▶ **SUPPLIED ENTRIES**:
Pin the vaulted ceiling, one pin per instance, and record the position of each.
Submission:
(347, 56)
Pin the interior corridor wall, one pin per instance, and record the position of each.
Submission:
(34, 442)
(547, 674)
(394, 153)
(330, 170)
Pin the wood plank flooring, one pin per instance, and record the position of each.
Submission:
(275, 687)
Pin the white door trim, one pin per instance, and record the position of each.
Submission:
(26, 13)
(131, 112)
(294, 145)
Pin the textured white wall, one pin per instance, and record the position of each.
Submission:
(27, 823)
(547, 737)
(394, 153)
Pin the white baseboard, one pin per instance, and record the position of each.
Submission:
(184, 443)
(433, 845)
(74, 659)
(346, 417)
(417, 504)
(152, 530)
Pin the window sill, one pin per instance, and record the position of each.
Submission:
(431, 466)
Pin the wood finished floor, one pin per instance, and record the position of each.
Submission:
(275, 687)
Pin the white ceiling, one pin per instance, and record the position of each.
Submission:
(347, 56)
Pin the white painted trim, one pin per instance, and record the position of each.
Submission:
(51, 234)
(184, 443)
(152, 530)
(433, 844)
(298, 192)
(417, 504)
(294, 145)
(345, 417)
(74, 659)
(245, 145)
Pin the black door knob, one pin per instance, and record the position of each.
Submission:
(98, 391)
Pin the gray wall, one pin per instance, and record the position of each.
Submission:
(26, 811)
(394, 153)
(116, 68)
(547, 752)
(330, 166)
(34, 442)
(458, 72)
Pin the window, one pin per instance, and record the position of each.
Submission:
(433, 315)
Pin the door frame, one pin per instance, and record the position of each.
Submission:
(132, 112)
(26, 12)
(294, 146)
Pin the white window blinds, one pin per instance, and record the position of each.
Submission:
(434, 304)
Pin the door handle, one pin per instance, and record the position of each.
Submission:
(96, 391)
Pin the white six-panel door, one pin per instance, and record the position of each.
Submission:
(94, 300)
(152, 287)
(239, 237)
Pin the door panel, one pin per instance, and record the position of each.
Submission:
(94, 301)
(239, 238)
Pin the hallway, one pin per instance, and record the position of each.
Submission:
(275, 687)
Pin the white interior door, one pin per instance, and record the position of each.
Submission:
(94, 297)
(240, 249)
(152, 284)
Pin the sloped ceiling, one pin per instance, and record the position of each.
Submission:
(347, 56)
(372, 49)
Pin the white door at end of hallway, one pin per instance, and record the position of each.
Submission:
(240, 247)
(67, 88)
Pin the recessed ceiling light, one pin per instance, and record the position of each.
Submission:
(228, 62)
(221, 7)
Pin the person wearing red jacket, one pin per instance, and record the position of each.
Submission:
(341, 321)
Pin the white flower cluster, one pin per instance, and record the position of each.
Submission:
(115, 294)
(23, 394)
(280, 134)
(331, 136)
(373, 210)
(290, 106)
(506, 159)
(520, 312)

▶ **AIM**:
What do the records say? Quote them all exactly.

▶ **TASK RESPONSE**:
Pin the vaulted ceiling, one pin per instance, and record the position of each.
Submission:
(347, 56)
Pin the interior corridor wall, one pin per instance, and record the position of each.
Submission:
(34, 442)
(547, 674)
(394, 153)
(330, 170)
Pin the wood plank flooring, one pin per instance, and record the position of each.
Submission:
(275, 687)
Pin the white door trim, one pin per instance, and record the position of each.
Submission:
(26, 13)
(131, 112)
(294, 145)
Pin the textured white wall, one pin per instance, and record the position of each.
Submission:
(27, 823)
(547, 737)
(394, 153)
Pin the white baseboard, one pin per instance, and record the position of each.
Submission:
(184, 443)
(433, 845)
(74, 659)
(346, 417)
(417, 504)
(152, 530)
Pin the window sill, one pin per instance, and record the position of each.
Submission:
(431, 466)
Pin the wood finished floor, one pin per instance, and record the position of each.
Submission:
(275, 687)
Pin the white ceiling, one pin per instance, and record the position of each.
Submission:
(347, 56)
Pin the white painted trim, one pin per instance, and record the position of each.
Submission:
(51, 234)
(184, 443)
(152, 530)
(433, 844)
(298, 192)
(417, 504)
(294, 145)
(345, 417)
(74, 659)
(245, 145)
Pin the black door knob, one pin per instance, and record the position of each.
Submission:
(98, 391)
Pin the gray wall, one pin per instance, and record the position of each.
Submission:
(26, 811)
(394, 153)
(116, 68)
(547, 752)
(330, 166)
(34, 442)
(458, 72)
Pin the window, one pin per instance, and record the position of each.
Submission:
(433, 315)
Pin the door frame, one pin per instance, and record the position of each.
Submission:
(132, 112)
(26, 12)
(294, 146)
Pin the white window blinds, one pin per instance, and record the position of each.
Submission:
(434, 304)
Pin the door handle, one pin per instance, and record the position of each.
Submission:
(96, 391)
Pin the white six-panel door, one pin per instance, and record the position of each.
Submission:
(94, 300)
(152, 287)
(239, 237)
Pin the door panel, one pin per instance, and record the position of each.
Submission:
(94, 301)
(239, 238)
Pin the hallway, one pin per instance, and record the position of each.
Submission:
(275, 687)
Pin the white interior door, one pin per instance, and record the position of each.
Submission:
(94, 297)
(240, 249)
(152, 284)
Pin the sloped ceiling, one pin per instance, and record the position of each.
Submission:
(347, 56)
(372, 49)
Pin the white door at end of hallway, one pin per instance, and record the position of each.
Submission:
(240, 247)
(67, 88)
Pin the recessed ceiling light, one pin per instance, and record the position of each.
Submission:
(228, 62)
(221, 7)
Pin the person wearing red jacket, one pin per instance, and record the position of each.
Submission:
(341, 321)
Pin the white flower cluster, one pin per instance, and record the position of each.
Submission:
(115, 294)
(23, 394)
(280, 134)
(331, 136)
(373, 210)
(290, 106)
(506, 159)
(520, 312)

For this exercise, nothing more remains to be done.